Gourd’s research also extends into testing biopesticides used to control nematodes on onions and carrots, and studies of mycorrhizae colonization on onions, presenting his findings to the National Association of Agriculture County Agents and at the National Allium Research Conference. With support from the Brighton Bee Club and Jennifer Tucker, Small Acreage Coordinator for Adams County, Gourd additionally helped construct a comparative beehive demonstration. Three different beehive designs were evaluated last year to discover which layout best promoted bee health and survival through the winter season. They plan to continue the study this year. Overall, Thaddeus Gourd’s background enables Adams County Extension to support different scales agriculture in the region, one field at a time. For more information on the Northern Colorado Onion Variety Trials and other Adams County Extension programs, please visithttp://adams.colostate.edu/.
Regional Spotlight: Archuleta County
Life consists of many pieces of a puzzle that we connect along the way. In the summer of 2017, Robin Young transitioned from Custer County Extension to Archuleta County Extension, bringing with her years of forest health experience, non-profit creation skills, and a love for connecting people with solutions. Her six years as County Director in Custer County supported projects like the Westcliffe Farmers Market, Sustainable Ways, Inc., potato cultivars for backyard growers, noxious weed management, and a native plant program. Extension identified where farms were, what farmers were growing, how that food entered the local food system, where gaps were in the food system, and how the community could better support CSAs.

WRITTEN INSTRUCTION 1 »
From the extension spotlight text, list every project it says Robin Young's six years as County Director in Custer County supported.
The extension spotlight text and the records that follow it are unrelated material.

SUPPLIED INFORMATION »
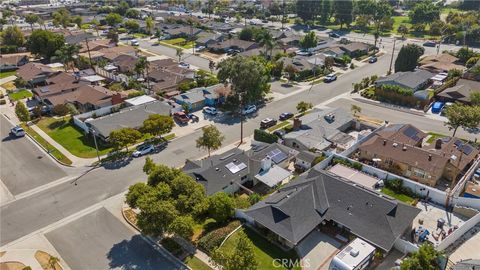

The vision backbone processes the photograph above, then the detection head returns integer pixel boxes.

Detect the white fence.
[437,213,480,251]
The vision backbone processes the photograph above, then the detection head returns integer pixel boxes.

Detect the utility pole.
[388,38,397,74]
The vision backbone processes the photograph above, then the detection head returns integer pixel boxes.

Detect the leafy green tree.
[137,200,178,236]
[15,101,30,122]
[297,101,313,113]
[395,44,425,72]
[400,243,440,270]
[408,1,440,24]
[168,215,195,240]
[105,13,123,27]
[52,8,72,28]
[108,128,142,151]
[147,164,181,186]
[1,25,25,47]
[470,92,480,106]
[333,0,353,29]
[27,30,65,61]
[208,192,235,223]
[300,31,318,49]
[142,114,175,136]
[197,125,225,157]
[55,44,81,71]
[217,55,270,111]
[212,231,258,270]
[445,103,480,137]
[25,13,40,31]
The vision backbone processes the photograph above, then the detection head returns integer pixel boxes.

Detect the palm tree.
[177,48,183,62]
[258,32,275,59]
[55,44,81,71]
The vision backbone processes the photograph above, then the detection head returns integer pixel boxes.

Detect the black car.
[278,112,293,121]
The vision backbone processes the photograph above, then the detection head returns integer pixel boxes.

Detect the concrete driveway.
[45,208,182,270]
[297,230,342,269]
[0,115,67,195]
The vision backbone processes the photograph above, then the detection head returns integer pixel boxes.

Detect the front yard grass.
[21,124,72,165]
[381,187,415,205]
[8,89,33,101]
[37,117,112,158]
[185,256,212,270]
[220,227,300,269]
[0,70,17,79]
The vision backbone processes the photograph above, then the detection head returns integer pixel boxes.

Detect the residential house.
[358,124,479,186]
[0,53,30,71]
[340,42,371,58]
[375,70,434,92]
[173,84,230,111]
[418,53,465,73]
[209,39,259,52]
[244,169,420,252]
[183,143,298,195]
[85,101,171,141]
[436,79,480,104]
[17,62,59,86]
[283,108,362,152]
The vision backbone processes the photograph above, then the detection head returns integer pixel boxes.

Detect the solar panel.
[272,152,288,164]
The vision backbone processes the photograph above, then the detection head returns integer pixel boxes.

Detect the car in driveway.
[132,144,155,157]
[242,105,257,115]
[260,118,277,129]
[173,112,190,124]
[10,126,25,138]
[423,41,437,47]
[278,112,293,121]
[203,106,218,115]
[323,73,337,82]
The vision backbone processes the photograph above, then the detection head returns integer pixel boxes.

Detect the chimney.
[435,139,443,149]
[293,117,302,130]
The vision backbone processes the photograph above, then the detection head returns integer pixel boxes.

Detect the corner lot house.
[375,70,434,92]
[245,170,420,252]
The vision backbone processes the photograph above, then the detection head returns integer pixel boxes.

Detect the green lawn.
[37,117,112,158]
[382,187,415,204]
[0,71,17,79]
[185,256,212,270]
[21,124,72,165]
[427,132,448,143]
[8,89,33,101]
[221,227,300,270]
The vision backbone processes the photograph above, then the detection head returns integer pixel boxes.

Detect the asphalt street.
[45,208,178,270]
[0,115,67,195]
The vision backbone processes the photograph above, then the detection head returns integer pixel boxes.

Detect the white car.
[132,144,155,157]
[242,105,257,115]
[10,126,25,137]
[203,107,218,115]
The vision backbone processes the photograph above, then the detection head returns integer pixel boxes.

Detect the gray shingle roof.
[246,170,420,251]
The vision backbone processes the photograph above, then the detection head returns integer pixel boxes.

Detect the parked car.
[173,112,190,124]
[323,73,337,82]
[203,107,218,115]
[328,32,340,38]
[423,41,437,47]
[132,144,155,157]
[260,118,277,129]
[10,126,25,137]
[273,129,287,139]
[278,112,293,121]
[242,105,257,115]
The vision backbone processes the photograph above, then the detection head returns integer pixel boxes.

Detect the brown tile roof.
[17,63,55,81]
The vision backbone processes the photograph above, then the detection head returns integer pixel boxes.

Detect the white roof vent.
[350,248,359,257]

WRITTEN INSTRUCTION 2 »
Rewrite the records starting at their first line and ending at the line containing "[25,13,40,31]", replacing "photograph" with "image" and changing nothing else. Leave the pictures out.

PROBLEM SOLUTION 1 »
- Westcliffe Farmers Market
- Sustainable Ways, Inc.
- potato cultivars for backyard growers
- noxious weed management
- a native plant program

PROBLEM SOLUTION 2 »
The vision backbone processes the image above, then the detection head returns integer pixel boxes.

Detect the white fence.
[437,213,480,251]
The vision backbone processes the image above, then the detection head returns integer pixel boxes.

Detect the utility pole.
[388,38,397,74]
The vision backbone processes the image above, then the detection head returns integer pixel boxes.

Detect the leafy green tree.
[137,200,178,236]
[15,101,30,122]
[297,101,313,113]
[395,44,425,72]
[400,243,440,270]
[408,1,440,24]
[168,215,195,240]
[105,13,123,27]
[52,8,72,28]
[108,128,142,151]
[147,164,181,186]
[1,25,25,47]
[470,92,480,106]
[333,0,353,29]
[27,30,65,61]
[208,192,235,223]
[300,31,318,49]
[142,114,175,136]
[197,125,225,157]
[55,44,81,71]
[217,55,270,111]
[212,231,258,270]
[445,103,480,137]
[25,13,40,31]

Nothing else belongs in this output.